● Work to be completed
Please restate the following records word for word.

Data provided start

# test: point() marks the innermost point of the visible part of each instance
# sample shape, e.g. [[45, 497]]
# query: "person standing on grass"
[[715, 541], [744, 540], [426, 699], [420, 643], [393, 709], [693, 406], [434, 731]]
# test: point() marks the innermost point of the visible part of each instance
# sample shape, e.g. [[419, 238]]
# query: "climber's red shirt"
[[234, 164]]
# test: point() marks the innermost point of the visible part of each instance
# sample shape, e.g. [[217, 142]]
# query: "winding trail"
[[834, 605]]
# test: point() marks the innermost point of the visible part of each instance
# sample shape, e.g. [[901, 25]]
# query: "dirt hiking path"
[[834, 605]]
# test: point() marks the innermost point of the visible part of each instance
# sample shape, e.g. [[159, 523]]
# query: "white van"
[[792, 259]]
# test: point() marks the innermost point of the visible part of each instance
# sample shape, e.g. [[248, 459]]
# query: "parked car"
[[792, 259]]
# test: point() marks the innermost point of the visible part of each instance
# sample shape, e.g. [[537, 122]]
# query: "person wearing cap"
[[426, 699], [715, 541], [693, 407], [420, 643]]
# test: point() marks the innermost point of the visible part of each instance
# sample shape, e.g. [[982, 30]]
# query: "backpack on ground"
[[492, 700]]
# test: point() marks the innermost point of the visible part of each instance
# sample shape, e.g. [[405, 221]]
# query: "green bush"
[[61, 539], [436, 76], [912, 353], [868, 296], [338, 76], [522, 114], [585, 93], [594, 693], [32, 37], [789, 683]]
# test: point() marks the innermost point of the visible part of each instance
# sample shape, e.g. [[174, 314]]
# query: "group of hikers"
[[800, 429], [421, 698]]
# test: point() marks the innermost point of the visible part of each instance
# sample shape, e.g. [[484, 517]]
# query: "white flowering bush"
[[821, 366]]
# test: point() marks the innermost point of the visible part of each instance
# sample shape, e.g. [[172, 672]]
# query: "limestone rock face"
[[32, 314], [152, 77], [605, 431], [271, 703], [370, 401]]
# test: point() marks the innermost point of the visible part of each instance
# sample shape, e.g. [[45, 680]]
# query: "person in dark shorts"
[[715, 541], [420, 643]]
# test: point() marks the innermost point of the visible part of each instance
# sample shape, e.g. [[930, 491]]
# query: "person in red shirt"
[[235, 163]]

Data provided end

● Task answer
# test: point() marks the innermost point of the visible part of each instance
# sample shape, e.g. [[45, 497]]
# query: "person standing on grass"
[[715, 541], [744, 540], [426, 699], [420, 643], [393, 709], [693, 406], [434, 731]]
# test: point() marks the innermost point of the visible part of each instance
# sample shape, e.g. [[419, 238]]
# query: "climber's red shirt"
[[234, 164]]
# test: point() marks the innermost point of the visible part of each instance
# sample shape, e.g. [[217, 142]]
# query: "winding trail"
[[834, 605]]
# test: point() marks the innermost point of the visible part of each instance
# sample shape, e.g. [[901, 25]]
# query: "dirt hiking path"
[[834, 605]]
# test: point() marks the innermost point of the visible part of each instance
# sample shape, e.g. [[159, 523]]
# query: "white van"
[[792, 259]]
# test: point() marks the innermost point of the visible part of each instance
# sample shape, e.g. [[248, 459]]
# query: "parked car"
[[792, 259]]
# test: point() marks the innermost point of the visible part of each instance
# sample shape, e.g. [[537, 122]]
# query: "person wearing cap"
[[426, 699], [715, 541], [693, 407], [420, 643]]
# test: point() marks the innermost point of the visible part of each instance
# sample shape, e.g. [[982, 30]]
# query: "backpack on ground"
[[492, 700]]
# test: point() marks the innermost point of the visible part of each instance
# sample shape, e.g. [[405, 221]]
# query: "green bush"
[[61, 539], [436, 76], [912, 353], [868, 296], [338, 76], [522, 114], [585, 93], [594, 693], [32, 37], [789, 683]]
# test: point() marks the innermost point of the visible part of each instance
# sample shape, e.g. [[174, 314]]
# query: "group of hikers"
[[800, 429], [421, 698]]
# test: point() marks the innermost point of the visible part of each instance
# sample shape, e.g. [[484, 517]]
# query: "white flowering bush"
[[821, 366]]
# test: point() marks the innermost point of the visible part of each instance
# sample shape, e.g. [[172, 672]]
# query: "limestone rock face"
[[32, 314], [152, 77], [605, 431], [271, 703], [370, 401]]
# test: point() marks the innermost point of the visible part of each instance
# sample shape, e.g. [[45, 680]]
# query: "person in dark shorts"
[[715, 541], [420, 643]]
# test: point() marks the innermost point of the visible part of each instance
# sample shape, e.g. [[930, 491]]
# query: "person in red shirt"
[[235, 163]]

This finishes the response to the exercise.